→ **WHAT THE TASK ASKS**
Return the lines below exactly, starting with the line that contains "Q: Where is a point on each instance of the electrical" and stopping after the last line.

→ **GIVEN DATA**
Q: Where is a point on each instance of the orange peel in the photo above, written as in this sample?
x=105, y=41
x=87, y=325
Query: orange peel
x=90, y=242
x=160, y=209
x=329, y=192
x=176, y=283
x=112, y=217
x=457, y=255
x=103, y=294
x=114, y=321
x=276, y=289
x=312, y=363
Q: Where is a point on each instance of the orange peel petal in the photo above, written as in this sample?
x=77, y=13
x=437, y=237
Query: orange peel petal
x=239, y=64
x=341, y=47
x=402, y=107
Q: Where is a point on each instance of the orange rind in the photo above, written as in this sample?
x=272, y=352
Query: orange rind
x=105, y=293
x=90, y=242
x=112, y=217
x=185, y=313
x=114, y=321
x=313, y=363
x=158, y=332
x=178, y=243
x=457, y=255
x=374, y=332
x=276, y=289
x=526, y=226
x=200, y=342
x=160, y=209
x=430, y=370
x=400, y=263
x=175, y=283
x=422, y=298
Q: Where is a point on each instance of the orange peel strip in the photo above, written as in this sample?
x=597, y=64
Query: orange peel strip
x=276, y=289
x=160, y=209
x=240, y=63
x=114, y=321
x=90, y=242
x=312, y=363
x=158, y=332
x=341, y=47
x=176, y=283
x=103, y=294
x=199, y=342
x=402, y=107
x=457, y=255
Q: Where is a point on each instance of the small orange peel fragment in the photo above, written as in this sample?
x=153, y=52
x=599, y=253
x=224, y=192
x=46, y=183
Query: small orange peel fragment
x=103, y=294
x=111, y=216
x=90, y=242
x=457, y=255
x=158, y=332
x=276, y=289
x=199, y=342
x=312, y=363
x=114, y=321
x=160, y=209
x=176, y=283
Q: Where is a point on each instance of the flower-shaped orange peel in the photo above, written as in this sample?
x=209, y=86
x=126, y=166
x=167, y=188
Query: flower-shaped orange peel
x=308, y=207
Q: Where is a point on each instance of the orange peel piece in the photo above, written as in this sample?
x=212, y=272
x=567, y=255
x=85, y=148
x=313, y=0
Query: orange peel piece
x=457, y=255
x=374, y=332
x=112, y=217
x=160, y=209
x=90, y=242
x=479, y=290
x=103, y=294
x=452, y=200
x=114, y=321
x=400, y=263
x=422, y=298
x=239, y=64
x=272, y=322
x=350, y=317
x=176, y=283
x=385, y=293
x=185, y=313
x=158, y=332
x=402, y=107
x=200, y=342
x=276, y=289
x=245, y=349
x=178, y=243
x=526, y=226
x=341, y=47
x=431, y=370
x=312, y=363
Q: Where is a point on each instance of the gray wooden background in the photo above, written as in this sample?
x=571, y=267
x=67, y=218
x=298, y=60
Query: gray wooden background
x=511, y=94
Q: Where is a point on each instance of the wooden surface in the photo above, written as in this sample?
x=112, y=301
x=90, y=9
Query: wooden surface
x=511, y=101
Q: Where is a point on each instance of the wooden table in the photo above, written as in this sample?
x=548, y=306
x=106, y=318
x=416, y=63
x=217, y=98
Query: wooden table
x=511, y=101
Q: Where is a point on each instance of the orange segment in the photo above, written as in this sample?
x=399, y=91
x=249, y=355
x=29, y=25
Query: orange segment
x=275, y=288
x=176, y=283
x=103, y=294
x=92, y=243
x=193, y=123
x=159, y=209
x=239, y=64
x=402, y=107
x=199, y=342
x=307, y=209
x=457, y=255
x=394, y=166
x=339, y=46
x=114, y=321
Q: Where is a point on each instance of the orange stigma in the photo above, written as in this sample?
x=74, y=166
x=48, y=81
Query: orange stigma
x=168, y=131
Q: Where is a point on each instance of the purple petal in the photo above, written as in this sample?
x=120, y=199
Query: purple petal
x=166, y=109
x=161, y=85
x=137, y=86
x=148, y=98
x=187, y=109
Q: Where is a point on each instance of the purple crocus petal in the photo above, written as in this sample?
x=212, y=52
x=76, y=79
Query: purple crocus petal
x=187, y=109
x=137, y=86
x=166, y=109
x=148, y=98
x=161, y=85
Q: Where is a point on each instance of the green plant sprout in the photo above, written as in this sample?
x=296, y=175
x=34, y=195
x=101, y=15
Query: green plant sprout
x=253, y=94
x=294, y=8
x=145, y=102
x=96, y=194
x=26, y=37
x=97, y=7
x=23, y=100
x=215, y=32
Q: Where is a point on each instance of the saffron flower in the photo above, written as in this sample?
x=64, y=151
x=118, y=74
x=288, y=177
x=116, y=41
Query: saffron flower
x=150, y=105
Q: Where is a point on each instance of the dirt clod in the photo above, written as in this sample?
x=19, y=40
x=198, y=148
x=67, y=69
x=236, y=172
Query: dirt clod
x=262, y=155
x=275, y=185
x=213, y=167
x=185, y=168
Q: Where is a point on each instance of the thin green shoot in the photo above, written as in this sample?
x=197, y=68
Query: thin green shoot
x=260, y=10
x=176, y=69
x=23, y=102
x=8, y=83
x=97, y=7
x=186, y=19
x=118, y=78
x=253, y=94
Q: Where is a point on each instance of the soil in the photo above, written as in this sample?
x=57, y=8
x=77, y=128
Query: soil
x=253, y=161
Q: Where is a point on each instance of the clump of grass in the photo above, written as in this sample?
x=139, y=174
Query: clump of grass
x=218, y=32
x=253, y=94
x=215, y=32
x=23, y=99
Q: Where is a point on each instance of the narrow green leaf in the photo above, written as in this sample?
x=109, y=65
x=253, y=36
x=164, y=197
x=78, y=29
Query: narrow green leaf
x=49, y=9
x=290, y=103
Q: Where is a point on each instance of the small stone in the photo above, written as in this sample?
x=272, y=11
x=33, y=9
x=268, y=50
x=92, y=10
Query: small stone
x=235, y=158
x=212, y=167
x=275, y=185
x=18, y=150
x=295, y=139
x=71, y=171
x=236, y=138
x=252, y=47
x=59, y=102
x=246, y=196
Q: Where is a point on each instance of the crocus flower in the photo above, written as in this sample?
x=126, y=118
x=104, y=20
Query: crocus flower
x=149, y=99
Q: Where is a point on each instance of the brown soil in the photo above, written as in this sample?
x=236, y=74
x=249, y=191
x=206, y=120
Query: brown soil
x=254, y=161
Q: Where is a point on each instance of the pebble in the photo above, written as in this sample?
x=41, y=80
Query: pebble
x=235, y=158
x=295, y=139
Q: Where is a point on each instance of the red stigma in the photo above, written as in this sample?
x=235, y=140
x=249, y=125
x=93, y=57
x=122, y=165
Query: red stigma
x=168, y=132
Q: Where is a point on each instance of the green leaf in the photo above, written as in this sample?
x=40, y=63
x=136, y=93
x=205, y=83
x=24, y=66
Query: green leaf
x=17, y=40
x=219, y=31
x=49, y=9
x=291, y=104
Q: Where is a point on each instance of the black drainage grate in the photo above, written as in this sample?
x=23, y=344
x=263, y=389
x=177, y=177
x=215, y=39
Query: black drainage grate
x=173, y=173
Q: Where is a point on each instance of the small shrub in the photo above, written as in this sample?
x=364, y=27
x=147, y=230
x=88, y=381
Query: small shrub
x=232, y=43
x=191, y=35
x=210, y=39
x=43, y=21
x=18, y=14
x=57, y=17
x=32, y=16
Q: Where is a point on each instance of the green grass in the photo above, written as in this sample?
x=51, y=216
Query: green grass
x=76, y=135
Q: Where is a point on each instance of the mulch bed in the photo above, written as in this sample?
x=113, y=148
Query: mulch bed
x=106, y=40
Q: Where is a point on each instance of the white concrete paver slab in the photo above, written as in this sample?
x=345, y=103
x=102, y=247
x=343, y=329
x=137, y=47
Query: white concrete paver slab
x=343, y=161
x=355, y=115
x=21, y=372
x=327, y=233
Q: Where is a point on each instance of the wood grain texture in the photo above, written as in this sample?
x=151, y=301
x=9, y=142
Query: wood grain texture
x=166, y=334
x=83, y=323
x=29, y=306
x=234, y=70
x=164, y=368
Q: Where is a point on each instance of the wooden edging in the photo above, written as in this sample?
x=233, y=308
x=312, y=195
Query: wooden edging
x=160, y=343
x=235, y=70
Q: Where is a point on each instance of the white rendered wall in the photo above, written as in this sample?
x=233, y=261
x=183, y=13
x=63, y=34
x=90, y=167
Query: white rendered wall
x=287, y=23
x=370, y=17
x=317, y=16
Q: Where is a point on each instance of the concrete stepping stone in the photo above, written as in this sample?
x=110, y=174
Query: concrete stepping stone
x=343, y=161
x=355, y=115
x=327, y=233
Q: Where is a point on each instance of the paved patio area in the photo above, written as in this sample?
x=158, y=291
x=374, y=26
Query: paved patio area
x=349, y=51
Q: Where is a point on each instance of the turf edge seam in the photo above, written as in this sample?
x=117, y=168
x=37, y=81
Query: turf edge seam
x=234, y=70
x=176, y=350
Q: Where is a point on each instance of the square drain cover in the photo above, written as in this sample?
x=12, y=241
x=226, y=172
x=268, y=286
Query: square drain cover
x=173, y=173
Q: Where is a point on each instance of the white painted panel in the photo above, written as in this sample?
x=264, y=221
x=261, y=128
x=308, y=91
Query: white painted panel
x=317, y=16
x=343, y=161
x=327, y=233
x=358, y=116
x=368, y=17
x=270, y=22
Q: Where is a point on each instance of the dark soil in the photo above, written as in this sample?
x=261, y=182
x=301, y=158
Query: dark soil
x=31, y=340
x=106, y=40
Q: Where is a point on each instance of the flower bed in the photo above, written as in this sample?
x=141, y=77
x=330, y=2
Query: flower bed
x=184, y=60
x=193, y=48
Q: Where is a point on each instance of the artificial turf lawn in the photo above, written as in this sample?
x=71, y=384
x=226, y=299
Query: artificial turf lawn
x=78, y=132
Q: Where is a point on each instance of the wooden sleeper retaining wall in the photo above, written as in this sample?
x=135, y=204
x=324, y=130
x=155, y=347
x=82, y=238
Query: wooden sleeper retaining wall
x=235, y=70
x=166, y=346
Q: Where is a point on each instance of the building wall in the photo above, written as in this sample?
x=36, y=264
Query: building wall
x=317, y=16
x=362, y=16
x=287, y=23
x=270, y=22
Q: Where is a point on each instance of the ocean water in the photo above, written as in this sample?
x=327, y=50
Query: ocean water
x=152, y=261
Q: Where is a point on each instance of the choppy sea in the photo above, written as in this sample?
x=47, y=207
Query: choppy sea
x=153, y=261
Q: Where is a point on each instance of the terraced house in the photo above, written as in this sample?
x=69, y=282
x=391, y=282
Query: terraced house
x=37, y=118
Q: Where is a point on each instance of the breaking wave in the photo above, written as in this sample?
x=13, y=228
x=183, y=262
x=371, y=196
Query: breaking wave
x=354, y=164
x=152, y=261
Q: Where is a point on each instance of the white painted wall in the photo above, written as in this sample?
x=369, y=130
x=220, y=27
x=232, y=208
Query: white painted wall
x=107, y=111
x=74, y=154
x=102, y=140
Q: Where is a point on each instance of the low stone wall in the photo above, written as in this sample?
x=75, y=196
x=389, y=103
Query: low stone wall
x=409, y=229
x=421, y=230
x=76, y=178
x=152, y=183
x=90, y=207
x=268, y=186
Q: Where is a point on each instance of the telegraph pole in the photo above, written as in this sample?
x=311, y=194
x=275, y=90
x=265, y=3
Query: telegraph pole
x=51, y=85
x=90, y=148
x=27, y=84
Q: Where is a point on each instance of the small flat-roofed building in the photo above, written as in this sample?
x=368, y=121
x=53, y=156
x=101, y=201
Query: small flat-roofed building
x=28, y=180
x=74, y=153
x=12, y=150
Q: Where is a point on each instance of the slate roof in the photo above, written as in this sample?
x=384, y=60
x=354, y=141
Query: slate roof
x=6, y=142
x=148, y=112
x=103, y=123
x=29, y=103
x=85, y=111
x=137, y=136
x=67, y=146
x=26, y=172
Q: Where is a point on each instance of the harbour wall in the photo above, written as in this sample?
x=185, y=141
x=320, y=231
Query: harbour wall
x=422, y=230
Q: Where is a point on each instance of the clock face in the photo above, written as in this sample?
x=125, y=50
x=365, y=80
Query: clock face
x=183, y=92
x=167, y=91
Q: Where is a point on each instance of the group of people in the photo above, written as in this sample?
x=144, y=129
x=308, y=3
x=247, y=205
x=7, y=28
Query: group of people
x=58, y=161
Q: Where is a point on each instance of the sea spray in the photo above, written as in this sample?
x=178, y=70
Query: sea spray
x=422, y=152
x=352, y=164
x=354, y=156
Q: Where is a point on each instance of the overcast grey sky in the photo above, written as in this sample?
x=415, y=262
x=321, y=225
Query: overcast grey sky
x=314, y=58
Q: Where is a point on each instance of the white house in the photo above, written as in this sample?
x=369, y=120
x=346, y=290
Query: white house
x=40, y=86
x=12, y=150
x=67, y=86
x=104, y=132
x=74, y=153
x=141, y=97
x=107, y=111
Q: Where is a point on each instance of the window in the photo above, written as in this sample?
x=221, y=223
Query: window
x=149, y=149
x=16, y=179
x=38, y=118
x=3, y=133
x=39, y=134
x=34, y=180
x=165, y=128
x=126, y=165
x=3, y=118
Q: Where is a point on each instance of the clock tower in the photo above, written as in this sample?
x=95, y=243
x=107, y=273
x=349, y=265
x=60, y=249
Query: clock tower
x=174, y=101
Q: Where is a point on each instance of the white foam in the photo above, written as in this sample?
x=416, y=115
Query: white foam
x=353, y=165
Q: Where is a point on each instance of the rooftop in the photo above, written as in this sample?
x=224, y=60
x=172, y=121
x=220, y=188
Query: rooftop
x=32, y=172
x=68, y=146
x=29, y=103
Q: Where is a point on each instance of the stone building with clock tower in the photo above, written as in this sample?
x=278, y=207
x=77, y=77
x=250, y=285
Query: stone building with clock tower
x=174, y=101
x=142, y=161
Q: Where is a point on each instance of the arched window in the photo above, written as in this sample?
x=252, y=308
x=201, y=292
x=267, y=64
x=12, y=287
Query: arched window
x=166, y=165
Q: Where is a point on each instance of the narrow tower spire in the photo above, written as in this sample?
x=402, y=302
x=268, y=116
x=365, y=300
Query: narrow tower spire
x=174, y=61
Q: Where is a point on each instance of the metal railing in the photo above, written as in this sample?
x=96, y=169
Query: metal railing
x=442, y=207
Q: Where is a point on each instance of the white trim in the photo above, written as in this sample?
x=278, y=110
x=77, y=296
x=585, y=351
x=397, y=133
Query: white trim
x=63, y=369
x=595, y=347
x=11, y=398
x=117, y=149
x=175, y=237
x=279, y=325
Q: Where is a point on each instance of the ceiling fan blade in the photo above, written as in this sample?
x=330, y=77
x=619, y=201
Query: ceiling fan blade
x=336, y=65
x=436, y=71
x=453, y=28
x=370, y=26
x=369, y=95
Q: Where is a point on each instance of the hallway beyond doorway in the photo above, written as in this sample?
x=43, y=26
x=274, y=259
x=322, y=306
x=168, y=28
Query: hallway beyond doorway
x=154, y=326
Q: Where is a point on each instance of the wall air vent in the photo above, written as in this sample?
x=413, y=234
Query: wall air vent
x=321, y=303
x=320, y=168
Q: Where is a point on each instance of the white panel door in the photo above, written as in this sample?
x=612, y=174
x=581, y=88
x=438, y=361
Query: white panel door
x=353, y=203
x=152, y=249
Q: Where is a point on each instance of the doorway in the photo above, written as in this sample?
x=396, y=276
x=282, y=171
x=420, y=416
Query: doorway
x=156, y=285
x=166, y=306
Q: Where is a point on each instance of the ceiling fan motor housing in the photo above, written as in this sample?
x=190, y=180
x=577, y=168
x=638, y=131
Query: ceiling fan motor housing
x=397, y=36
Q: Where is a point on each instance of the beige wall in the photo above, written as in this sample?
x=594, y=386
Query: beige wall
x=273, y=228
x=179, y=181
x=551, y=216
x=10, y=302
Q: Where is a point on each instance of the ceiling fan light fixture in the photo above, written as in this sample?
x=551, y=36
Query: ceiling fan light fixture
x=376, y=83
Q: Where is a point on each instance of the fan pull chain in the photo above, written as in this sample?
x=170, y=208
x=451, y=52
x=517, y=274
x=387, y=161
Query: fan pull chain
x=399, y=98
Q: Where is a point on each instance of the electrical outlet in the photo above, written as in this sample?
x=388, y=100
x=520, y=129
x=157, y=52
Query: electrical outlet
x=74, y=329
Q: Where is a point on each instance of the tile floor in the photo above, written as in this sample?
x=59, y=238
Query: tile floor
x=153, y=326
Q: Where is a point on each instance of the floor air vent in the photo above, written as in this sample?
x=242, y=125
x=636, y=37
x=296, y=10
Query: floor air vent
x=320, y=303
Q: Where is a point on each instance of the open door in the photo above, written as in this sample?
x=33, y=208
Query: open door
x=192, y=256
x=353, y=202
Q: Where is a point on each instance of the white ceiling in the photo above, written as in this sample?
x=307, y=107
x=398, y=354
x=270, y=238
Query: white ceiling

→ **REPLY**
Q: Where is a point on each instance of the electrical outlet in the photo above, written as in this sample?
x=388, y=100
x=520, y=129
x=157, y=52
Query: electrical outlet
x=74, y=329
Q: Where is a point on each instance of the tile floor in the photo above, written as in this sample?
x=59, y=238
Query: tile floor
x=153, y=326
Q: Where is a point on each instance of the floor air vent in the photo above, written as in this sample?
x=242, y=125
x=636, y=37
x=296, y=10
Query: floor air vent
x=320, y=303
Q: Where is a point on each instance of the open door in the photo above, written as in this sample?
x=33, y=208
Query: open door
x=192, y=256
x=353, y=202
Q: Where is a point on each instance of the white ceiling in the photo above, written as in this sample?
x=307, y=107
x=398, y=354
x=270, y=238
Query: white ceiling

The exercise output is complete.